DIRECTIONS FOR THIS TASK:
Please output the entries below from the line that contains "pattern with a bounding rectangle." through the final line, reproduced exactly and alone.

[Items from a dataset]
= = = = =

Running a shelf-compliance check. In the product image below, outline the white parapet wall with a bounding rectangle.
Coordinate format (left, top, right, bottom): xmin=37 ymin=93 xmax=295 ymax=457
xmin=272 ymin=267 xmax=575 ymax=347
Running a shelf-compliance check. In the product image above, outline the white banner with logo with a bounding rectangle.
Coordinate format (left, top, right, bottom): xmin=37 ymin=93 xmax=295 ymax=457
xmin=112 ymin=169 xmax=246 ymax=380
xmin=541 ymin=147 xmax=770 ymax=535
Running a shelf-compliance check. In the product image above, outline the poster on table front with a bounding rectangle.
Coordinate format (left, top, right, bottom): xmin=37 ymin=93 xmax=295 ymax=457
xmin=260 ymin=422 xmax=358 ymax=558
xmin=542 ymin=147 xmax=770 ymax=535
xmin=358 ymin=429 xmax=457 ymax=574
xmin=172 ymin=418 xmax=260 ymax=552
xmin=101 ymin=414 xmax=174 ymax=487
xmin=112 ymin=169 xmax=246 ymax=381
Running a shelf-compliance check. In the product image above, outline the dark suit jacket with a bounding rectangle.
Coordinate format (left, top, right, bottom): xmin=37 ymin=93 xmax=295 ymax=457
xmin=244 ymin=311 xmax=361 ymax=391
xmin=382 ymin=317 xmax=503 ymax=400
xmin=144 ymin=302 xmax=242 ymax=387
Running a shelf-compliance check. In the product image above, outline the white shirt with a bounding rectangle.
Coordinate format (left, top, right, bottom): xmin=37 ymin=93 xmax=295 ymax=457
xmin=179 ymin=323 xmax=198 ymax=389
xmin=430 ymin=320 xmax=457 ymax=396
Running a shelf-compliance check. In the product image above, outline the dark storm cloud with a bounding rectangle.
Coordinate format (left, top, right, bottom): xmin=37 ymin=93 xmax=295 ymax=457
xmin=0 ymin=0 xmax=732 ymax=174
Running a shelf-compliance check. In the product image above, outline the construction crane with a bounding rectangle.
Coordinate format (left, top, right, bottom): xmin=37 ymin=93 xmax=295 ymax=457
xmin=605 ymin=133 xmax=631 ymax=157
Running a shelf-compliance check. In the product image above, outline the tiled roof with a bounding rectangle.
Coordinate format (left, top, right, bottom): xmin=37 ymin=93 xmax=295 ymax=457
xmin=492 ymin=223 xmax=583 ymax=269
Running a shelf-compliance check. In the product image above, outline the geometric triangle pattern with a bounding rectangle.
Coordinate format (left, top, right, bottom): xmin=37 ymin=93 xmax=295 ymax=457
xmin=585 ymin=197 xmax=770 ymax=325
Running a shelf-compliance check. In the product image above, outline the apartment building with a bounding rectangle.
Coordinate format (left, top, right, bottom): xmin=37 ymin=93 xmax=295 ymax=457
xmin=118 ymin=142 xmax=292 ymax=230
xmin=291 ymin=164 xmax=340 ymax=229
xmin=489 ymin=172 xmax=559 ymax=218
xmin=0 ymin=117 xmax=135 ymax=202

= = = = =

WRITTEN ANSWER:
Running a shelf-compliance check. In the product image above, outline the geometric triangle pattern with a bounding rectangle.
Coordinate format (left, top, right, bottom): xmin=37 ymin=93 xmax=295 ymax=457
xmin=585 ymin=197 xmax=770 ymax=325
Running a shelf-compliance check. In the product image above, outline the apartment building with a bounding rectangle.
Coordinate format (left, top, right, bottom): xmin=37 ymin=93 xmax=295 ymax=457
xmin=118 ymin=142 xmax=292 ymax=230
xmin=291 ymin=164 xmax=340 ymax=229
xmin=489 ymin=172 xmax=559 ymax=218
xmin=0 ymin=117 xmax=135 ymax=202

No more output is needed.